*UNTERSUCHTER TEXT:*
<<<<
Trotz diverser Maßnahmen, die medizinische Versorgung in erster Linie mit heimischen Kräften zu sichern, wird die Schweiz auch in den kommenden Jahren auf die Unterstützung durch Ärzte aus dem Ausland angewiesen sein.
Anfang 2019 hatte Bundesgesundheitsminister Jens Spahn angekündigt, deutsche Ärztinnen und Ärzte aus der Schweiz zurückzuholen, da sie in der hiesigen Versorgung fehlen würden. Für die Schweiz wäre das ein herber Verlust, gerade jetzt, da auch die Alpenrepublik unter coronabedingten Ausfällen beim Fachpersonal leidet. Zudem ist die Schweiz auf Ärztinnen und Ärzte aus dem Ausland angewiesen, da sie nach wie vor Schwierigkeiten hat, alle vakanten Stellen mit Nachwuchs aus dem eigenen Land zu besetzen. Ein Abwandern von Ärzten zurück nach Deutschland träfe unser Nachbarland folglich hart.
>>>>
*IHRE AUFGABEN:*
• a. Was hat Bundesgesundheitsminister Jens Spahn laut dem Text über den Ärztebedarf der Schweiz Anfang 2019 angekündigt?
• b. Führen Sie den Text über den Ärztebedarf der Schweiz im Anschluss an seinen letzten Satz fort.
Die Datensätze spielen hierfür keine Rolle.

(Zeigedaten zu Referenzausdrücken)
<<<<
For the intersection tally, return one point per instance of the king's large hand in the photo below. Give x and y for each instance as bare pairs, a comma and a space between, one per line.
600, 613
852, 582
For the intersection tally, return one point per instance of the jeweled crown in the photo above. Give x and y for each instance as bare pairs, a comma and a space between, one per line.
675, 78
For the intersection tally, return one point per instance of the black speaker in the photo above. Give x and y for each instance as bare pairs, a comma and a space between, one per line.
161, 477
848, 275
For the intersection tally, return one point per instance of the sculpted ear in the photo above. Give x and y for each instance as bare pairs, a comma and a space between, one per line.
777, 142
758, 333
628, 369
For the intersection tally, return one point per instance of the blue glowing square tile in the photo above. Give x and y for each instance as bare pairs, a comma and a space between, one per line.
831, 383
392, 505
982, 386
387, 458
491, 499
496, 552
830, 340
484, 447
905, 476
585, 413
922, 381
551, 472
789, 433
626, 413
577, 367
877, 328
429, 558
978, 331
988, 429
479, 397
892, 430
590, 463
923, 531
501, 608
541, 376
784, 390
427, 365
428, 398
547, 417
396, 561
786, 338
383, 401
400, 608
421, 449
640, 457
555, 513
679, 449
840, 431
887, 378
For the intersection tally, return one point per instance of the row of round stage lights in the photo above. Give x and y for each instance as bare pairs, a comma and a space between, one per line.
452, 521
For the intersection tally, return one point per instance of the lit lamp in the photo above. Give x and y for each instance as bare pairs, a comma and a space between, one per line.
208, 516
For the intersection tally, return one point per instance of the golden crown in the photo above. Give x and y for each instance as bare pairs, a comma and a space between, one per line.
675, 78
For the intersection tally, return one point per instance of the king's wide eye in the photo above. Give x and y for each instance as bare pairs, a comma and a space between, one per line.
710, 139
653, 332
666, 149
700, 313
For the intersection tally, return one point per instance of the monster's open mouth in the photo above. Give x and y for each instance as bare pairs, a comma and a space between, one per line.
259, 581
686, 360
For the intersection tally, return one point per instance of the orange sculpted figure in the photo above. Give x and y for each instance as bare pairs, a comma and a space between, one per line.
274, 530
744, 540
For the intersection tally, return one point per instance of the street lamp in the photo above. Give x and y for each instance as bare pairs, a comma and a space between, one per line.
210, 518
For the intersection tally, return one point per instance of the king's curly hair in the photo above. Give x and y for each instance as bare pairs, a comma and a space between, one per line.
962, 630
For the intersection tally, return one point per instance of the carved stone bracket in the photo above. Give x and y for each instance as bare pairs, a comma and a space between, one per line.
>>>>
*LÖSUNGEN:*
• a. Er kündigte an, deutsche Ärztinnen und Ärzte aus der Schweiz zurückzuholen, da sie in der hiesigen Versorgung fehlen würden.

• b.
Eine aktuelle Erhebung des Schweizer Berufsverbands der Ärzte FMH belegt, dass weiterhin rund jeder zweite aus dem Ausland stammende und in der Schweiz tätige Arzt oder Ärztin einen deutschen Pass hat (53,4 Prozent).
Mit insgesamt 13.755 hat die Zahl berufstätiger Ärztinnen und Ärzte, die aus dem Ausland stammen oder im Ausland ihre Berufsqualifikation erworben haben, 2019 sogar einen neuen Höchststand erreicht, obwohl die Alpenrepublik mittels Zuzugsbeschränkungen seit einiger Zeit versucht, heimischen Kräften Vorrang auf dem medizinischen Arbeitsmarkt einzuräumen.
So hat die Schweiz Ende 2016 das Sonderprogramm „Erhöhung der Anzahl Abschlüsse in Humanmedizin“ aufgelegt, mit dem die Zahl der humanmedizinischen Abschlüsse an heimischen Universitäten erhöht werden soll.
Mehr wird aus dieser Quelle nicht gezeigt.